Point labels for objects:

*****

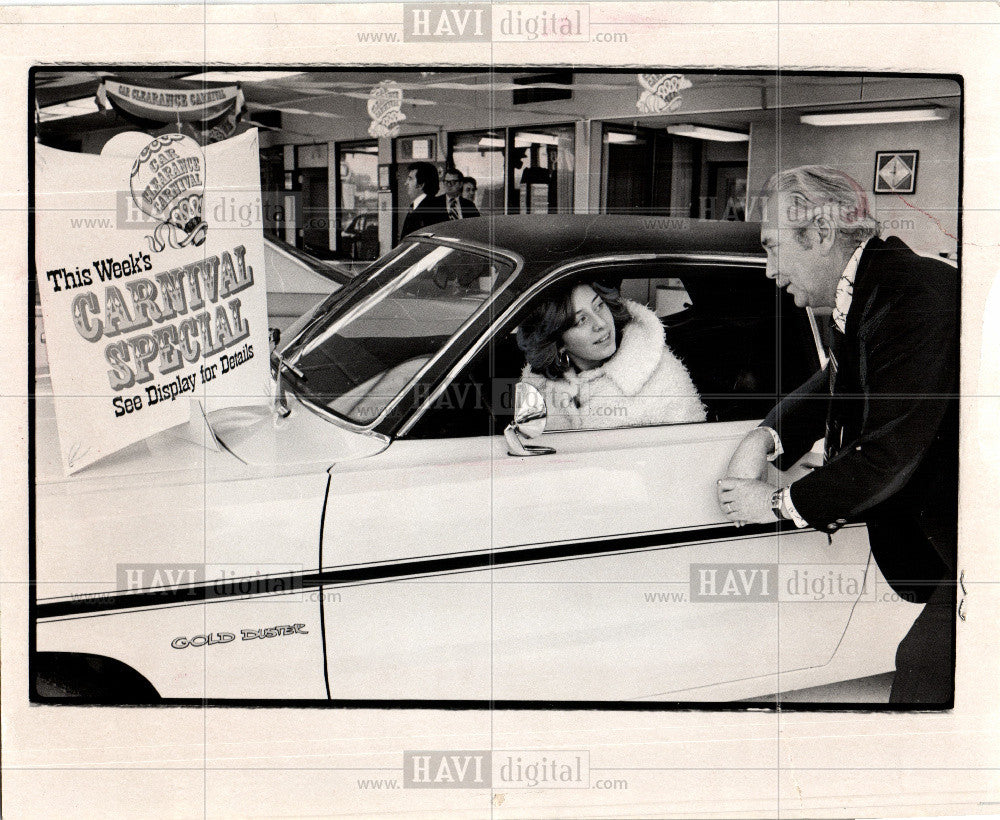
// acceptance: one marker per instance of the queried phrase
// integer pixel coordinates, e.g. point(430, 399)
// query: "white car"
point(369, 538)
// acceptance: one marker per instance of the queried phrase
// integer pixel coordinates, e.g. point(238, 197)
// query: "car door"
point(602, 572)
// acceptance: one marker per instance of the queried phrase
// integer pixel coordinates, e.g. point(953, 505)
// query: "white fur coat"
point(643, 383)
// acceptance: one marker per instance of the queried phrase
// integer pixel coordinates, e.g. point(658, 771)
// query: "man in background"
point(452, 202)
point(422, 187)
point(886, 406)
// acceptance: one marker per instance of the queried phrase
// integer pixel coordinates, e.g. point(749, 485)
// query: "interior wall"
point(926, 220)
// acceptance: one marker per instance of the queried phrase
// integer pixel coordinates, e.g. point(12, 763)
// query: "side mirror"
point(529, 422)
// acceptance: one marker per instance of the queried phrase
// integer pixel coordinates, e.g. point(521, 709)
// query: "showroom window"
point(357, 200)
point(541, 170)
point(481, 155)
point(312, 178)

*****

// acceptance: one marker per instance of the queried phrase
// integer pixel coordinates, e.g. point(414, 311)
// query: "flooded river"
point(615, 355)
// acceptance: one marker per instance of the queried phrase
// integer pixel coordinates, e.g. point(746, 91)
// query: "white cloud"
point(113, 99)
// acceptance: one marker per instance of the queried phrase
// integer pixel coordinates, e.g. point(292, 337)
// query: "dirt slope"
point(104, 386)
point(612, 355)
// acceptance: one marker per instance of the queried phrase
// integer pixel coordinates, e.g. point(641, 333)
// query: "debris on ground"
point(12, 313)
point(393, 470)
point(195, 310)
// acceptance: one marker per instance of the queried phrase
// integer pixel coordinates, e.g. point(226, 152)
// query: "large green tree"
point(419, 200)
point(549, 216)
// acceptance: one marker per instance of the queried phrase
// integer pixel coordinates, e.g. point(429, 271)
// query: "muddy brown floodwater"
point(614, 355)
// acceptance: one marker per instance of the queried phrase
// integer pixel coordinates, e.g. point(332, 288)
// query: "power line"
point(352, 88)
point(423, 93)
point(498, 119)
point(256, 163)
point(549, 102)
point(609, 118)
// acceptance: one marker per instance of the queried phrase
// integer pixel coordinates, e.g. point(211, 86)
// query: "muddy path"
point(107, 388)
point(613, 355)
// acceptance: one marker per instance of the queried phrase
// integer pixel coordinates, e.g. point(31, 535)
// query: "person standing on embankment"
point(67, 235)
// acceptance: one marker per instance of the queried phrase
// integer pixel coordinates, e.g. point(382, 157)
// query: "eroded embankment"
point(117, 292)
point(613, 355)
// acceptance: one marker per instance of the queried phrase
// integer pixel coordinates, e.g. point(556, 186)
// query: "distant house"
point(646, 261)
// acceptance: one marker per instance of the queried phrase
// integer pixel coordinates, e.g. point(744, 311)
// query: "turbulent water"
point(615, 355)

*****

▶ [TO BE DONE] Report every line in the rows above that contains the string "muddy", copying each line in full.

▶ [COMPLETED EXERCISE]
// query: "muddy brown floodwater"
// query: "muddy path"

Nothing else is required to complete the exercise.